■ **Supplied passage**:
·····

Model Overview
UCSC-VLAA/STAR1-R1-Distill-32B is a 32.8 billion parameter model from the R1-Distill-Qwen family, developed by UCSC-VLAA. It has been fine-tuned using the proprietary STAR-1 dataset, which consists of 1,000 carefully curated examples focused on safety alignment for large reasoning models (LRMs).
Key Capabilities
- Enhanced Safety Alignment: The model is specifically trained to improve safety practices in AI reasoning, integrating principles of diversity, deliberative reasoning, and rigorous filtering.
- Policy-Grounded Reasoning: Utilizes GPT-4o-based evaluation for its training data, ensuring alignment with best safety practices.
- Reasoning Preservation: Designed to achieve significant safety improvements while maintaining core reasoning capabilities, as demonstrated by evaluations on various benchmarks.
Training Data
The model leverages the STAR-1 dataset, a high-quality safety dataset. Other related datasets, STAR 41K and STAR-benign-915, are also available from UCSC-VLAA.

·····

■ **Required actions**:
1. In the model overview, what does the GPT-4o-based evaluation of the training data accomplish? Answer in one to three sentences.
2. From the model overview, print the part that opens with the words containing "- Policy-Grounded Reasoning: Utilizes" and closes with "on various benchmarks.".

■ **Data section**:

·····

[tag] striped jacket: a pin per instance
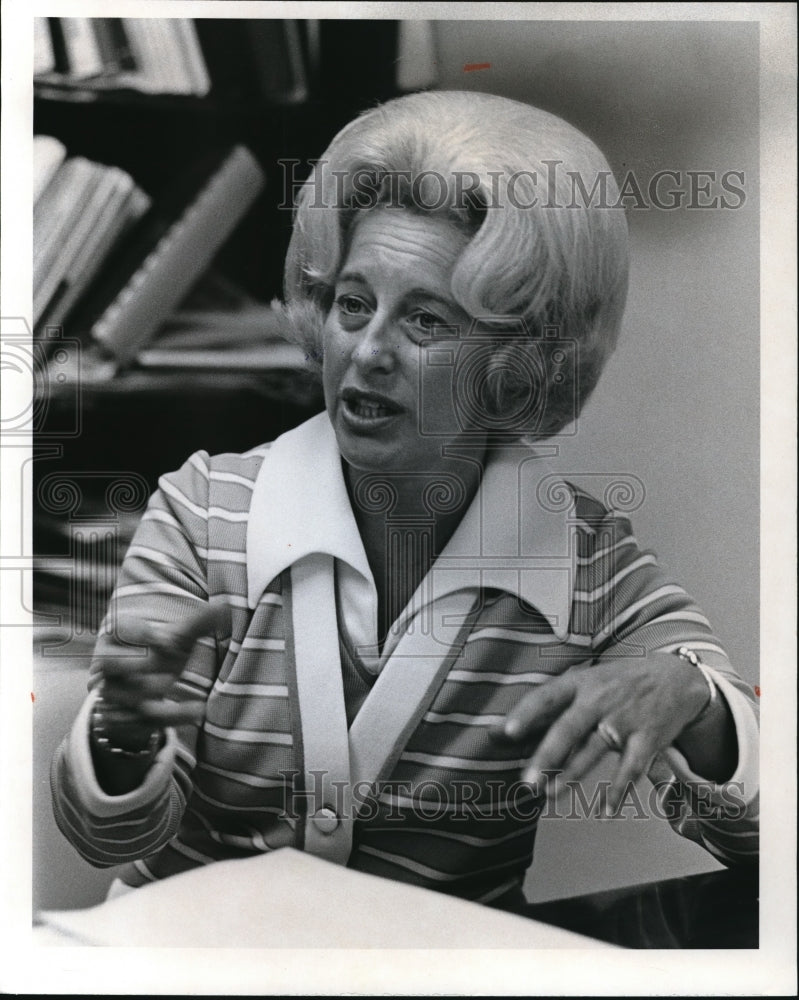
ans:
(553, 579)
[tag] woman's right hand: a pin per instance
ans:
(138, 687)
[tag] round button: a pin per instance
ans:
(325, 820)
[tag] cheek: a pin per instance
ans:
(334, 360)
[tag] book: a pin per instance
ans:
(43, 56)
(279, 59)
(72, 241)
(416, 56)
(48, 155)
(248, 336)
(82, 51)
(170, 255)
(189, 46)
(265, 357)
(54, 216)
(116, 204)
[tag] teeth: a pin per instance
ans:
(362, 408)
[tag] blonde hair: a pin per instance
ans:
(511, 176)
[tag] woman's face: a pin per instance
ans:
(388, 369)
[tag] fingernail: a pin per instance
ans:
(532, 776)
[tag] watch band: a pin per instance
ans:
(692, 657)
(103, 742)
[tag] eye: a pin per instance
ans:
(351, 305)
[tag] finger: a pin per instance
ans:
(170, 713)
(568, 733)
(167, 644)
(207, 619)
(591, 752)
(635, 760)
(537, 711)
(133, 690)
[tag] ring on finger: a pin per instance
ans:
(610, 735)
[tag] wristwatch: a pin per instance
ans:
(150, 744)
(692, 657)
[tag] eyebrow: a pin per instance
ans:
(417, 292)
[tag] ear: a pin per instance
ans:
(302, 322)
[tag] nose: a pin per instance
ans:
(376, 349)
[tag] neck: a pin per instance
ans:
(405, 520)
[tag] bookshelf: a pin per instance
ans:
(101, 418)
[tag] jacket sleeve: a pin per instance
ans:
(636, 609)
(162, 577)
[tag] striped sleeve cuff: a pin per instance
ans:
(91, 796)
(746, 778)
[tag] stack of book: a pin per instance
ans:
(114, 269)
(179, 56)
(82, 210)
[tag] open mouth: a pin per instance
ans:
(368, 407)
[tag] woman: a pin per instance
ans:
(393, 635)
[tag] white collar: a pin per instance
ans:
(510, 537)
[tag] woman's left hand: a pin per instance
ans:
(645, 703)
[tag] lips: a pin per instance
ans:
(368, 408)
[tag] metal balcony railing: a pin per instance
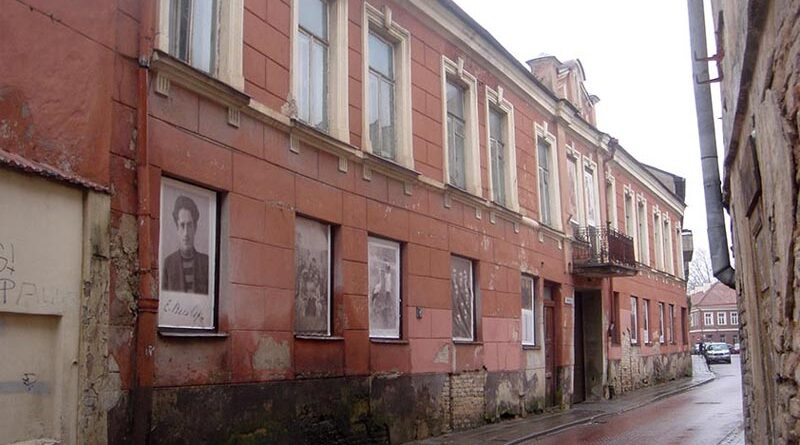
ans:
(603, 252)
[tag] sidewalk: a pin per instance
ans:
(519, 430)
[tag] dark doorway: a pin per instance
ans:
(578, 371)
(549, 354)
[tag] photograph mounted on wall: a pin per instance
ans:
(384, 288)
(312, 277)
(187, 256)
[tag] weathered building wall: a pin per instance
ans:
(760, 121)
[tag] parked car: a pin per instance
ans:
(718, 353)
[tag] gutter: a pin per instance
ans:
(143, 365)
(715, 218)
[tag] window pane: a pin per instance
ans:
(455, 100)
(179, 29)
(381, 56)
(384, 285)
(202, 44)
(314, 17)
(461, 290)
(318, 81)
(303, 73)
(312, 277)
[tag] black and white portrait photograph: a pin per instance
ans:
(187, 255)
(463, 299)
(312, 277)
(384, 288)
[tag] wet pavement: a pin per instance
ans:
(698, 410)
(705, 415)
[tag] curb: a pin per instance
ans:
(596, 417)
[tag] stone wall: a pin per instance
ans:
(761, 98)
(634, 370)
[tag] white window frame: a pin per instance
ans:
(646, 320)
(642, 229)
(589, 165)
(495, 99)
(229, 40)
(542, 130)
(611, 201)
(380, 22)
(666, 233)
(529, 317)
(472, 165)
(574, 156)
(658, 239)
(635, 319)
(338, 122)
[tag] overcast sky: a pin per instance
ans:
(637, 60)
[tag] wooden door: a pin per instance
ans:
(549, 355)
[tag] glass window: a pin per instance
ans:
(528, 308)
(498, 152)
(192, 32)
(456, 135)
(312, 63)
(543, 151)
(463, 295)
(384, 288)
(312, 277)
(634, 320)
(381, 97)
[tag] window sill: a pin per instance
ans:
(467, 342)
(388, 341)
(190, 334)
(195, 80)
(318, 337)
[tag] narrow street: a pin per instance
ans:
(707, 414)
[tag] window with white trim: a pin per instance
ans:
(319, 84)
(387, 87)
(528, 310)
(206, 34)
(667, 234)
(611, 200)
(462, 291)
(646, 321)
(657, 240)
(547, 169)
(634, 320)
(641, 230)
(502, 149)
(590, 193)
(460, 104)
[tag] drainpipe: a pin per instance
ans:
(715, 219)
(147, 305)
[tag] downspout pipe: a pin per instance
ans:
(147, 305)
(715, 218)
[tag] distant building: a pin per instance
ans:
(714, 316)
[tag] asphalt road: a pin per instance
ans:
(705, 415)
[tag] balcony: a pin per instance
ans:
(602, 253)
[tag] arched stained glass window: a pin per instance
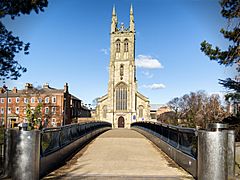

·····

■ **Task solutions**:
1. The GPT-4o-based evaluation of the training data ensures that the data aligns with best safety practices. This is the basis of the model's policy-grounded reasoning.

2.
- Policy-Grounded Reasoning: Utilizes GPT-4o-based evaluation for its training data, ensuring alignment with best safety practices.
- Reasoning Preservation: Designed to achieve significant safety improvements while maintaining core reasoning capabilities, as demonstrated by evaluations on various benchmarks.